An exact reprint of the whole listing is what the answer must contain.
....
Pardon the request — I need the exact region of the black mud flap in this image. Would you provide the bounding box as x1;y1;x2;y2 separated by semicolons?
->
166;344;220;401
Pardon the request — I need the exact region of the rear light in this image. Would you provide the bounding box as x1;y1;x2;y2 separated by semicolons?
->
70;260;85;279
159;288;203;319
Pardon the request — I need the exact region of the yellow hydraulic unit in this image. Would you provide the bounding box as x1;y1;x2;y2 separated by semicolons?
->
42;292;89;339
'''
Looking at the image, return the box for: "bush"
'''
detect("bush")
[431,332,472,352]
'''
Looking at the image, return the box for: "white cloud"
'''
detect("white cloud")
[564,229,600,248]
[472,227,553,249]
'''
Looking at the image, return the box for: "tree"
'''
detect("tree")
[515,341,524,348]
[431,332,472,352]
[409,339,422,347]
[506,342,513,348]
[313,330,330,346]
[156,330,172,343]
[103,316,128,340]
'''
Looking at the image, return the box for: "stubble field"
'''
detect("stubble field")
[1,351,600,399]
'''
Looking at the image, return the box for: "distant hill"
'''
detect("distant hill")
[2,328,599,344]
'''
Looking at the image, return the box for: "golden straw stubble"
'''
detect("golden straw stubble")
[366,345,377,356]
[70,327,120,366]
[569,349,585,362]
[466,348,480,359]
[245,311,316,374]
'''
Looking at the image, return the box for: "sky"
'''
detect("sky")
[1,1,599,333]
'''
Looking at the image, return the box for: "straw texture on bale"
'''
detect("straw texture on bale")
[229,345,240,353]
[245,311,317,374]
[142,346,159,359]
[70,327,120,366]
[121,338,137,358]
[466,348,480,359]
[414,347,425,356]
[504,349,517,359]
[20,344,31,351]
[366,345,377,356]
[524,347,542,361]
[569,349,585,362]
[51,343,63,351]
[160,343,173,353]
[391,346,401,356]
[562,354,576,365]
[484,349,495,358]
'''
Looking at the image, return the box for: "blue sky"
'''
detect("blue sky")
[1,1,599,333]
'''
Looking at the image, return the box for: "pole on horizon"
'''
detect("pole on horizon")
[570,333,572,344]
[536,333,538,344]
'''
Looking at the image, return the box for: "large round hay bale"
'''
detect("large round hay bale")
....
_RESULT_:
Pardon the request — I need the exact region of the black mud flap in this image. Would you provide the bounding box as x1;y1;x2;y2 separated by semicolons?
->
166;344;220;401
Pardon the request — I need the exact region of the rear light in this image. Would you provide the bounding box as x1;y1;x2;y2 separated by semicolons?
->
70;260;85;279
159;288;203;319
Pardon the request — I need the exact region of the yellow hydraulic unit in this image. Would you provide the bounding box as x1;y1;x2;y2 separated by semicolons?
->
42;292;89;339
'''
Looking at the image, return the box for: "bush"
'''
detect("bush")
[431,332,472,352]
'''
Looking at the image, return the box for: "white cloud"
'''
detect("white cloud")
[564,229,600,248]
[472,227,553,249]
'''
Looking at the image, return the box for: "tree"
'''
detect("tree")
[515,341,524,348]
[431,332,472,352]
[409,339,422,347]
[506,342,513,348]
[313,330,330,346]
[156,330,172,343]
[103,316,128,340]
'''
Looking at the image, return the box for: "stubble field"
'''
detect("stubble field")
[1,351,600,399]
'''
Looking at the image, return the box for: "distant hill"
'''
detect("distant hill")
[2,328,599,344]
'''
Looking at the image, return the box for: "golden straw stubble"
'''
detect("golden straw stubble")
[366,345,377,356]
[70,327,120,366]
[569,349,585,362]
[466,348,480,359]
[245,311,316,374]
'''
Looking at the image, return the box for: "sky"
'''
detect("sky")
[1,1,599,333]
'''
Looking at the image, return the box for: "straw texture on bale"
'''
detect("straw texture on bale")
[229,345,240,353]
[245,311,317,374]
[142,346,159,359]
[70,327,120,366]
[121,338,137,358]
[466,348,480,359]
[414,347,425,356]
[504,349,517,359]
[20,344,31,351]
[366,345,377,356]
[524,347,542,361]
[569,349,585,362]
[51,343,63,351]
[160,343,173,353]
[391,346,401,356]
[562,354,576,365]
[484,349,495,358]
'''
Looking at the image, return the box for: "blue sky"
'''
detect("blue sky")
[1,1,599,333]
'''
Looking at the image, return the box for: "pole on horizon"
'''
detect("pole on horizon")
[570,333,572,344]
[536,333,538,344]
'''
Looking at the image, return the box for: "large round hay bale"
'''
detect("large round hay bale")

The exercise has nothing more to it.